Exercise prompt -> Retype all the data word for word.

** Dataset excerpts follows **

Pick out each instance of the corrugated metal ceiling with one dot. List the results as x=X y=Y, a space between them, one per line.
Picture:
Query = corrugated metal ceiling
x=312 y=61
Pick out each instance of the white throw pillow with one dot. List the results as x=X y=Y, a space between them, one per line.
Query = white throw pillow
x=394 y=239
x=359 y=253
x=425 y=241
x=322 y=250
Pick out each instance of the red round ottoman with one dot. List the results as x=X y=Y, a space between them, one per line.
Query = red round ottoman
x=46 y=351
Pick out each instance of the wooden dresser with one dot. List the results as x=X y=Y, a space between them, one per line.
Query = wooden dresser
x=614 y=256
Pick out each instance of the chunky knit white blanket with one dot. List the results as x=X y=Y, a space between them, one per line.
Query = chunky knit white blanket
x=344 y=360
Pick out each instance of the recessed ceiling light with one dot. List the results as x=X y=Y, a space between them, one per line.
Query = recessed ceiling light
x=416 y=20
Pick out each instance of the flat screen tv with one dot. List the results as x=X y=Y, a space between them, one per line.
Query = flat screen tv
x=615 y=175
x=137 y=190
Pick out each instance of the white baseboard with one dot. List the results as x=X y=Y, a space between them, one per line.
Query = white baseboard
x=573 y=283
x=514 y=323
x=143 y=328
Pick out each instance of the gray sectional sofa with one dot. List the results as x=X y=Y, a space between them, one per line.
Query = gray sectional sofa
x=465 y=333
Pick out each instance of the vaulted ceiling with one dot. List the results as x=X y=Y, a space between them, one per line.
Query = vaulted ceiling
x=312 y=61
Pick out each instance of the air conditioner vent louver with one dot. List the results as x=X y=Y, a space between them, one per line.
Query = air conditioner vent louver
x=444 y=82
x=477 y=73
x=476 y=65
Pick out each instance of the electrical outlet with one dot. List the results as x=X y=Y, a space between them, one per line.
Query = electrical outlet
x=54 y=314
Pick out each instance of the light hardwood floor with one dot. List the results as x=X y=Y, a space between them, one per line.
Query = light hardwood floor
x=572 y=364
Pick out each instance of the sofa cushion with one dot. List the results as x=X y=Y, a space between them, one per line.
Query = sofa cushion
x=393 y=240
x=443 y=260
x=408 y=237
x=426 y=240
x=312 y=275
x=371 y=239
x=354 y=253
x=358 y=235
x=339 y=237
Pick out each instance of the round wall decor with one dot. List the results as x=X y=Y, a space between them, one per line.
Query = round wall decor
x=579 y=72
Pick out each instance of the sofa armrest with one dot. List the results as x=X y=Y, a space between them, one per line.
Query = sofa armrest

** End of Dataset excerpts **

Result for this task ->
Pick out each instance of the corrugated metal ceiling with one dot. List the results as x=X y=Y, a space between them, one per line.
Picture:
Query = corrugated metal ceiling
x=312 y=61
Pick out each instance of the white throw pillow with one dot. List the results as x=X y=Y, a space between them, one per line.
Query = white throw pillow
x=394 y=239
x=359 y=253
x=425 y=241
x=322 y=250
Pick out each instance of the red round ottoman with one dot. List the results as x=X y=Y, a space between them, one per line.
Query = red round ottoman
x=46 y=351
Pick out each instance of the wooden dresser with one dot. List the results as x=X y=Y, a space between them, one per line.
Query = wooden dresser
x=614 y=256
Pick out each instance of the chunky knit white blanket with one dot. List the results as x=X y=Y, a space between them, one per line.
Query = chunky knit white blanket
x=344 y=360
Pick out each instance of the recessed ceiling light with one dot. List the results as x=X y=Y, a space between them, one per line.
Query = recessed ceiling light
x=416 y=20
Pick out each instance of the flat screen tv with one dot. List the results as x=X y=Y, a space between them, one per line.
Query = flat screen tv
x=615 y=175
x=137 y=190
Pick out each instance of the white baseboard with one dot. List the results as x=X y=Y, a space between them, one per line.
Query = white baseboard
x=573 y=283
x=514 y=323
x=143 y=328
Pick out each instance of the gray sectional sofa with one dot. List the results as x=X y=Y, a space between them, one per line.
Query = gray sectional sofa
x=465 y=333
Pick out each instance of the vaulted ceiling with one dot. List the results as x=X y=Y, a space between them, one per line.
Query = vaulted ceiling
x=312 y=61
Pick out each instance of the air conditioner vent louver with one dot. List the results as x=X y=Y, a space between them, one per line.
Query = air conditioner vent louver
x=444 y=82
x=477 y=73
x=476 y=65
Pick out each instance of the electrical outlet with one dot. List the results as x=X y=Y, a space between them, one per line.
Query = electrical outlet
x=54 y=314
Pick out each instance of the light hardwood floor with one dot. List the results as x=X y=Y, a space between them, one per line.
Query = light hardwood floor
x=572 y=364
Pick out each instance of the sofa cushion with one dot. List the results as x=X y=Y, a space between them, one per line.
Query = sofa cushion
x=393 y=240
x=443 y=260
x=408 y=237
x=426 y=240
x=312 y=275
x=371 y=239
x=354 y=253
x=358 y=235
x=339 y=237
Pick out each instance of the round wall decor with one dot. List the results as x=X y=Y, a space between them, one per line.
Query = round wall decor
x=579 y=72
Pick out each instance of the sofa armrest with one dot. List the results as x=X y=Y, a space between them, one per line.
Query = sofa armrest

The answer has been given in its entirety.